# Work request
Your task is to transcribe all the entries exactly, excluding pictures.

# Data supplied
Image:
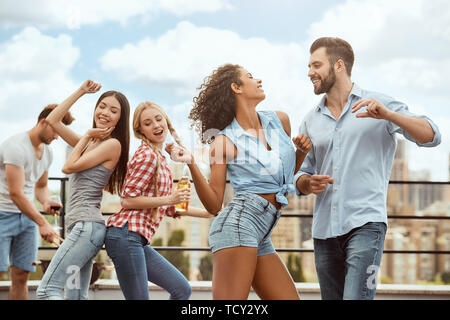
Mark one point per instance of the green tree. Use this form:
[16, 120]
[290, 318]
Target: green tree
[295, 268]
[205, 267]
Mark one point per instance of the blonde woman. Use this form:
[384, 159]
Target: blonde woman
[147, 197]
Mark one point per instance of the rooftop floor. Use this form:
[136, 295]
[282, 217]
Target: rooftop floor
[201, 290]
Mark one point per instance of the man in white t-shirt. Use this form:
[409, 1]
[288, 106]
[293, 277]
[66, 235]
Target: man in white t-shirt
[24, 162]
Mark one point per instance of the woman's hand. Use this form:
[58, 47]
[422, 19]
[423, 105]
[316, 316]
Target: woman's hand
[99, 133]
[302, 143]
[90, 86]
[180, 195]
[178, 153]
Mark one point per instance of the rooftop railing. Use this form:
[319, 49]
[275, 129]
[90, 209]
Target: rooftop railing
[63, 188]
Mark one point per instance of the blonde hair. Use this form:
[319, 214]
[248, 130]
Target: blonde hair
[138, 134]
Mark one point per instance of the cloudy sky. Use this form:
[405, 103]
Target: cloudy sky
[161, 50]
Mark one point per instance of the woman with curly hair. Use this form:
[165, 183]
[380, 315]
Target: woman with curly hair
[255, 150]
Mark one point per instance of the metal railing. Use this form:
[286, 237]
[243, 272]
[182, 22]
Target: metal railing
[63, 189]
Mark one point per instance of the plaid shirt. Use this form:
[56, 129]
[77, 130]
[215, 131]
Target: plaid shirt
[139, 182]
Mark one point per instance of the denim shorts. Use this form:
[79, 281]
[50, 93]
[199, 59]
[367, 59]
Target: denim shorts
[18, 241]
[247, 221]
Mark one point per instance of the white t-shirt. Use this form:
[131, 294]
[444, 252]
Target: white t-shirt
[18, 150]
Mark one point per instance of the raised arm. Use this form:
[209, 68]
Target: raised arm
[107, 153]
[56, 116]
[418, 128]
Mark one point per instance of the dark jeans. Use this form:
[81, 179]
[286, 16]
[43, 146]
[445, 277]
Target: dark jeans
[347, 266]
[136, 263]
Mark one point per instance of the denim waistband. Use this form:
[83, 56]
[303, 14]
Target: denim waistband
[256, 200]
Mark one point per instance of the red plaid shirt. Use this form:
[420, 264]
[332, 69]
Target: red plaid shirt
[138, 182]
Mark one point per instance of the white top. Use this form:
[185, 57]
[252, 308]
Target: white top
[18, 150]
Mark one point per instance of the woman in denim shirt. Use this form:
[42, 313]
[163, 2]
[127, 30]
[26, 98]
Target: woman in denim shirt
[256, 151]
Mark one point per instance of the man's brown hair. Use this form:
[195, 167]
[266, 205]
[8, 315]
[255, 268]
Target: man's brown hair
[68, 119]
[336, 49]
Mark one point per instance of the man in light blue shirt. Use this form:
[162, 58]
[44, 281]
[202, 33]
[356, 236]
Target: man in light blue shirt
[348, 168]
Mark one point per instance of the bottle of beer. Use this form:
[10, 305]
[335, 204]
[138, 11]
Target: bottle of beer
[183, 183]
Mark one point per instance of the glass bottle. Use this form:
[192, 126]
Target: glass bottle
[184, 182]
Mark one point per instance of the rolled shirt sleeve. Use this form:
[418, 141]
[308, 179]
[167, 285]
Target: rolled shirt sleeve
[308, 165]
[140, 172]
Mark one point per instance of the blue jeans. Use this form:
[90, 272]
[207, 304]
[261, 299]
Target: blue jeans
[347, 266]
[136, 264]
[71, 266]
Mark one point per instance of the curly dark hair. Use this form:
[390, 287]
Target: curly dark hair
[215, 106]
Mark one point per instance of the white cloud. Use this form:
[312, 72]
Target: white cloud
[73, 14]
[181, 58]
[35, 72]
[401, 48]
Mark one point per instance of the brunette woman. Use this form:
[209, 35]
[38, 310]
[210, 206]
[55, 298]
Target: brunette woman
[255, 150]
[96, 163]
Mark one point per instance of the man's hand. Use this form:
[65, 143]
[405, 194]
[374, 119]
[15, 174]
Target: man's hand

# The answer
Image:
Mark one point per instance of the green tree. Use this form:
[16, 120]
[290, 318]
Target: green tree
[295, 268]
[205, 267]
Mark one point per instance of the blonde woman. Use this form:
[384, 159]
Target: blonde woman
[147, 197]
Mark one point per instance of the rooftop floor. Use this form:
[136, 295]
[282, 217]
Target: rooftop floor
[201, 290]
Mark one point per instance of the man in white t-shirt. Use this form:
[409, 1]
[288, 106]
[293, 277]
[66, 235]
Target: man in white t-shirt
[24, 162]
Mark one point per instance of the woman's hand. Use this form:
[58, 47]
[422, 19]
[423, 105]
[316, 316]
Target: woman's hand
[99, 133]
[302, 143]
[90, 86]
[180, 195]
[178, 153]
Mark one point per instance of the rooftop railing. Use this form:
[319, 49]
[275, 129]
[90, 209]
Target: rooftop railing
[63, 188]
Mark one point per instance of the blonde hair. Use this form:
[319, 214]
[248, 130]
Target: blonde hair
[138, 134]
Mark one point per instance of the cloudy sky. Use this form:
[405, 103]
Target: cloudy sky
[161, 50]
Mark one point per instance of the woman with curly hair. Use this form:
[165, 183]
[380, 315]
Target: woman with curly hair
[255, 150]
Mark one point per instance of the metal railing. Use this form:
[286, 237]
[243, 272]
[182, 22]
Target: metal railing
[63, 189]
Mark one point per instance of the plaid shirt. Use this form:
[56, 129]
[77, 130]
[215, 131]
Target: plaid shirt
[139, 182]
Mark one point per instance of the denim shorts. Use this form:
[79, 281]
[50, 93]
[199, 59]
[367, 59]
Target: denim shorts
[18, 241]
[247, 221]
Mark one point per instance of the white t-shirt. Use this form:
[131, 294]
[444, 252]
Target: white t-shirt
[18, 150]
Mark one point per instance of the raised arm. Use this form:
[209, 68]
Target: raised arm
[107, 153]
[56, 116]
[418, 128]
Mark one point per instance of the dark jeans. Use this form:
[81, 179]
[286, 16]
[43, 146]
[445, 277]
Target: dark jeans
[347, 266]
[136, 263]
Mark one point per instance of the denim waistband. Use this form:
[83, 56]
[303, 14]
Target: denim waistband
[256, 200]
Mark one point per instance of the red plaid shirt. Use this form:
[420, 264]
[332, 69]
Target: red plaid shirt
[138, 182]
Mark one point per instance of the white top. Use this form:
[185, 57]
[252, 308]
Target: white top
[18, 150]
Mark one point per instance of the woman in denim shirt. Use this form:
[42, 313]
[163, 2]
[127, 30]
[26, 98]
Target: woman in denim shirt
[256, 151]
Mark one point per instance of the man's brown hair. Use this form:
[195, 167]
[266, 205]
[8, 315]
[255, 268]
Target: man's brown hair
[68, 119]
[336, 49]
Mark one point per instance of the man in light blue shirt. Use this form:
[162, 58]
[44, 281]
[202, 33]
[356, 236]
Target: man in light blue shirt
[348, 168]
Mark one point per instance of the bottle of beer. Use this form:
[10, 305]
[335, 204]
[138, 11]
Target: bottle of beer
[183, 183]
Mark one point per instance of the glass bottle. Use this form:
[192, 126]
Target: glass bottle
[184, 182]
Mark one point per instance of the rolled shirt sleeve. Use this form:
[418, 141]
[308, 179]
[167, 285]
Target: rolled shirt sleeve
[308, 165]
[140, 172]
Mark one point per instance of the blue jeans. Use this form:
[90, 272]
[207, 304]
[261, 299]
Target: blue jeans
[347, 266]
[136, 264]
[71, 266]
Mark one point per instance of the curly dark hair. Use this form:
[390, 287]
Target: curly dark hair
[215, 106]
Mark one point per instance of the white cloud. Use this form:
[312, 72]
Target: white cloud
[73, 14]
[181, 58]
[35, 72]
[401, 48]
Mark one point per instance of the brunette woman. Use this form:
[209, 35]
[38, 310]
[210, 206]
[55, 298]
Target: brunette woman
[255, 150]
[96, 163]
Mark one point per instance of the man's hand. Use this form:
[65, 143]
[405, 194]
[374, 119]
[15, 174]
Target: man's hand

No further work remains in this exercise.